#### [What the exercise asks]
Every line containing the word "letter" must be pulled from the records.

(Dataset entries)
---

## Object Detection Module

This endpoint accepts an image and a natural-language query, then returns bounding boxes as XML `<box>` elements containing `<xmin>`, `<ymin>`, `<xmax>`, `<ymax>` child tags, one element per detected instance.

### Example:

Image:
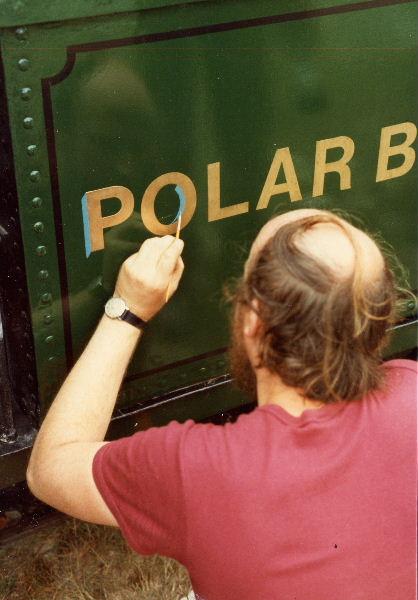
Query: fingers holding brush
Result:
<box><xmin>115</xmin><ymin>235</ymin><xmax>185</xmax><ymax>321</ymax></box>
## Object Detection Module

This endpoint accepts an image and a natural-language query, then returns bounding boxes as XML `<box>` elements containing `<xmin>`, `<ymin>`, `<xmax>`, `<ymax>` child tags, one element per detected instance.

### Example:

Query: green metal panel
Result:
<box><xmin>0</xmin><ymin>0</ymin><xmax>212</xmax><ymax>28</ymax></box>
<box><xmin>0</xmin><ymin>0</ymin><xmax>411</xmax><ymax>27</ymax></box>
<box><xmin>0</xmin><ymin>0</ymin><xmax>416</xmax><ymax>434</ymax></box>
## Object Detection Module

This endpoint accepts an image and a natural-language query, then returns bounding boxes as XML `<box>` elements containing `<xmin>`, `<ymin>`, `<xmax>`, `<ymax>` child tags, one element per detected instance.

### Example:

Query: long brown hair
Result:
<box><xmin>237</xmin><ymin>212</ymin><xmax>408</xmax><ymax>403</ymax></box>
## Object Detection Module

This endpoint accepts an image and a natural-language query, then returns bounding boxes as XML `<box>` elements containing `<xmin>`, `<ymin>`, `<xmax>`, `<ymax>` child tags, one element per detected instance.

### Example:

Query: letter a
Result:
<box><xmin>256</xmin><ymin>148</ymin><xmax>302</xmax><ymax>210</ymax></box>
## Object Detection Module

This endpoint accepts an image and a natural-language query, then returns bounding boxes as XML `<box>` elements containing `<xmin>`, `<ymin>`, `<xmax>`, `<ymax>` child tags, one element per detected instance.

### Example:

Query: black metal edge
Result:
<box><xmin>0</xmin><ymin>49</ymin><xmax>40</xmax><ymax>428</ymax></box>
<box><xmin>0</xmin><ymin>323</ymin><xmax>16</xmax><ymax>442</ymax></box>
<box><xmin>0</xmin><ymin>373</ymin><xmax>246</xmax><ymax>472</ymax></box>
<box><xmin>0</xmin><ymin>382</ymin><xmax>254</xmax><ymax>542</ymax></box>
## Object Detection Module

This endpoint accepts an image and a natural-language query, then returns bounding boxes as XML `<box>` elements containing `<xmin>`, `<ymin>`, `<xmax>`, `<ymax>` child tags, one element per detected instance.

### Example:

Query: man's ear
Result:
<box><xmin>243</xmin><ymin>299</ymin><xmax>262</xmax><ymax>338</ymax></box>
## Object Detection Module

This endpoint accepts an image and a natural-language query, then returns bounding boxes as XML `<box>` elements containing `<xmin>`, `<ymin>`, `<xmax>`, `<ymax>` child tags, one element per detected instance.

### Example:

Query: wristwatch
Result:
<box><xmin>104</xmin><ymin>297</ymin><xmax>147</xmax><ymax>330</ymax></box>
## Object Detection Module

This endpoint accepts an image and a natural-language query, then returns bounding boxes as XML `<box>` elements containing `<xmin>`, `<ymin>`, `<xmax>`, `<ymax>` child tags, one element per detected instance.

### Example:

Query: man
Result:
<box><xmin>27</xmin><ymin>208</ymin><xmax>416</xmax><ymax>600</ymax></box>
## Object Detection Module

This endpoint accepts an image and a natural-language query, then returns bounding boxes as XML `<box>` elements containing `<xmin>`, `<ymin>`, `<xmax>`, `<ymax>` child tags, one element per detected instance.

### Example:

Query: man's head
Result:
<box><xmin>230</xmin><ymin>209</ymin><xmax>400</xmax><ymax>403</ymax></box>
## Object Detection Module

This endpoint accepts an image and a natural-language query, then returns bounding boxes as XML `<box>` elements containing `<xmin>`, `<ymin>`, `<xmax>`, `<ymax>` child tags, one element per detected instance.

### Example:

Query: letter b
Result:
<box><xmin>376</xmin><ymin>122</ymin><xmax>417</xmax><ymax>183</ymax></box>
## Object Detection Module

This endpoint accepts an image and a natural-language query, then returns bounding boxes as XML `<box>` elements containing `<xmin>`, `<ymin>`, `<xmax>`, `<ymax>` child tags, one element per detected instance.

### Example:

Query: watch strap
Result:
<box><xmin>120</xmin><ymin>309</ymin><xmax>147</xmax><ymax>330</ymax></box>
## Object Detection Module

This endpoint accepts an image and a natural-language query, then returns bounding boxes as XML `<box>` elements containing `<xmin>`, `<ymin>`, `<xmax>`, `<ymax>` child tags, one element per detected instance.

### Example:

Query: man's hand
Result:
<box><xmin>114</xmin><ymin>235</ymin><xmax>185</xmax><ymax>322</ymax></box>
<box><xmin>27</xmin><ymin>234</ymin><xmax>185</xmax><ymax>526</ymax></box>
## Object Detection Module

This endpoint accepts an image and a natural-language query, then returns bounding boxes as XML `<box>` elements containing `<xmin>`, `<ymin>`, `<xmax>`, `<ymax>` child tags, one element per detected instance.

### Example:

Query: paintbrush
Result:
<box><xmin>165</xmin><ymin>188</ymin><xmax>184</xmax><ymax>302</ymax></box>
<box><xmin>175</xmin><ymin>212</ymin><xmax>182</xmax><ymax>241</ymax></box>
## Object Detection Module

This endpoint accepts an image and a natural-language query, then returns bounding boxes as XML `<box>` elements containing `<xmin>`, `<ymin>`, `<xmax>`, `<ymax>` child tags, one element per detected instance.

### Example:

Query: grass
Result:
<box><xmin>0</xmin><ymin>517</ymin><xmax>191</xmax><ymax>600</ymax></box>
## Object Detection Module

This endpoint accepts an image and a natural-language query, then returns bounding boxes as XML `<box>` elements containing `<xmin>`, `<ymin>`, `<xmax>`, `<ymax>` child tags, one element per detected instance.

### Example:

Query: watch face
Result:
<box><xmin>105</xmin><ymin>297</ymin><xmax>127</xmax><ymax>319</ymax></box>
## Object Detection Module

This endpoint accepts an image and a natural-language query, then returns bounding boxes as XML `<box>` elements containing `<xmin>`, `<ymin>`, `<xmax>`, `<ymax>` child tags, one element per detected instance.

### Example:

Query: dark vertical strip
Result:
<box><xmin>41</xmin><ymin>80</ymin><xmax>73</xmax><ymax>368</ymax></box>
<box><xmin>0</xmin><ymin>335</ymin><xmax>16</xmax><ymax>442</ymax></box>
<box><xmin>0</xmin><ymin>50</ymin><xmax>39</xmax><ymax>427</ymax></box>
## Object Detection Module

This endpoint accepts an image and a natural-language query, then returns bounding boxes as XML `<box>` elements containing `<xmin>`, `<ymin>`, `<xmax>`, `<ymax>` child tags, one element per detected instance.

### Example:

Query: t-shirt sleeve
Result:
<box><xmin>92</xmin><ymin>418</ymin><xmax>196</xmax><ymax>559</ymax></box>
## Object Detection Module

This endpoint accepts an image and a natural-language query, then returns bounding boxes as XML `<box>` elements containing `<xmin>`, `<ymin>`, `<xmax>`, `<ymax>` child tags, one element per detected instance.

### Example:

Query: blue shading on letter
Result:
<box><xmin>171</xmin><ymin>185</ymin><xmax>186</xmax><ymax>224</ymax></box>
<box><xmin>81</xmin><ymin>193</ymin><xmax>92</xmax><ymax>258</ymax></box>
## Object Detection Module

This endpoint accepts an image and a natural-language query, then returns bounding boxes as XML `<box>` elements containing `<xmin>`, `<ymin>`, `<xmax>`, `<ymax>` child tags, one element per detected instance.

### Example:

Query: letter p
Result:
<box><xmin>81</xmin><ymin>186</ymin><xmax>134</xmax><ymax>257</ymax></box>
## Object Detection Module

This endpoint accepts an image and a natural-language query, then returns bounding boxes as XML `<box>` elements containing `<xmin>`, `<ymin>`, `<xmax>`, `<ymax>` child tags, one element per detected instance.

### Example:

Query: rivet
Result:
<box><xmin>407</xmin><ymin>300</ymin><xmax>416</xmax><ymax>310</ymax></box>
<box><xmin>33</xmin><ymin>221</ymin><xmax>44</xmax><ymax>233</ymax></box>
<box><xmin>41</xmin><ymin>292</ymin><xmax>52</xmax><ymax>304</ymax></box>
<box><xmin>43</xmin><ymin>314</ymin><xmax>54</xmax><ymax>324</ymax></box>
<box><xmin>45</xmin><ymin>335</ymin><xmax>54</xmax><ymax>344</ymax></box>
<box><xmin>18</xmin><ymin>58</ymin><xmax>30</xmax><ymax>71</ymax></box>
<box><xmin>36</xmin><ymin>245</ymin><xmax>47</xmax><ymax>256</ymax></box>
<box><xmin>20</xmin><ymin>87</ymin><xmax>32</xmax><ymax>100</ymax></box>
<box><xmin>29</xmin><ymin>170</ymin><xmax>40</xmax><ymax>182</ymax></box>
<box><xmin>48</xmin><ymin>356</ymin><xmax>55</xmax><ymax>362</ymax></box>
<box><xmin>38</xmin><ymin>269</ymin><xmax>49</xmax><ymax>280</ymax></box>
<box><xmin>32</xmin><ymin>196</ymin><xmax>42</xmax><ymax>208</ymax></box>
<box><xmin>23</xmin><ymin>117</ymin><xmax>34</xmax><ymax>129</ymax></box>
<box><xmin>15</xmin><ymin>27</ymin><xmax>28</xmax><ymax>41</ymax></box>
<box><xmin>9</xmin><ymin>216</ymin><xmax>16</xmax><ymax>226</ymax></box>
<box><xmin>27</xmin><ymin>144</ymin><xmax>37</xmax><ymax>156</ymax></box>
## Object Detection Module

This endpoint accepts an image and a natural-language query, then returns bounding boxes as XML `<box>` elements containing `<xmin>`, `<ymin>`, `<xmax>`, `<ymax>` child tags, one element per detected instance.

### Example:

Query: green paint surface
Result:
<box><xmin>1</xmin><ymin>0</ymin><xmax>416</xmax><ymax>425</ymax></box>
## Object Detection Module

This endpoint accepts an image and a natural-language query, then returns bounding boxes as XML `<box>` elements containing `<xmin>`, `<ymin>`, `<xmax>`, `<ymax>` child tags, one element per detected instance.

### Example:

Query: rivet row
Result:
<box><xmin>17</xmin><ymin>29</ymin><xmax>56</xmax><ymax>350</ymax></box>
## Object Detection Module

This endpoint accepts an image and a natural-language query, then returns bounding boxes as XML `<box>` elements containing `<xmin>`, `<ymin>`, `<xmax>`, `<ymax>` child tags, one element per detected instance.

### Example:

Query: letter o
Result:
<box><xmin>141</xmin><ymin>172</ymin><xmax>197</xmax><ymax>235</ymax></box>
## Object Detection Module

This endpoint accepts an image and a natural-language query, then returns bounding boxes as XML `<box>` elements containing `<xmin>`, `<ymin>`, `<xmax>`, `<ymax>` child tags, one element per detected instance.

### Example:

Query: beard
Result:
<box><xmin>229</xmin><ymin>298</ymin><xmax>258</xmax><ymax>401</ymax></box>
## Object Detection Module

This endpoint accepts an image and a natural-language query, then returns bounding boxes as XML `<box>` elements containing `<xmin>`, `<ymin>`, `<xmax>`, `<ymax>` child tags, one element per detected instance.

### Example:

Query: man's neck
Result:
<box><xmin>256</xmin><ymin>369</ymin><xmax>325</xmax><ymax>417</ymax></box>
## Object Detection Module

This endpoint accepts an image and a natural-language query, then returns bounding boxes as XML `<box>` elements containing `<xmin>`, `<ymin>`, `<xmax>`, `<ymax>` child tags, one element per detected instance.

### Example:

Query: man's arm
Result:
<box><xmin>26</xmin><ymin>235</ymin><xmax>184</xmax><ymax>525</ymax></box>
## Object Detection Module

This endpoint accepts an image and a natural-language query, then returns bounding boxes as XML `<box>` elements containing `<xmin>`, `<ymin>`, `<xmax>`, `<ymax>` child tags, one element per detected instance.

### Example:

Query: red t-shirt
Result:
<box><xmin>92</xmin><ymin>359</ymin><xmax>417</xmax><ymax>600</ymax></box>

---

#### [Result for this task]
Query: letter a
Query: letter b
Query: blue shading on letter
Query: letter p
Query: letter o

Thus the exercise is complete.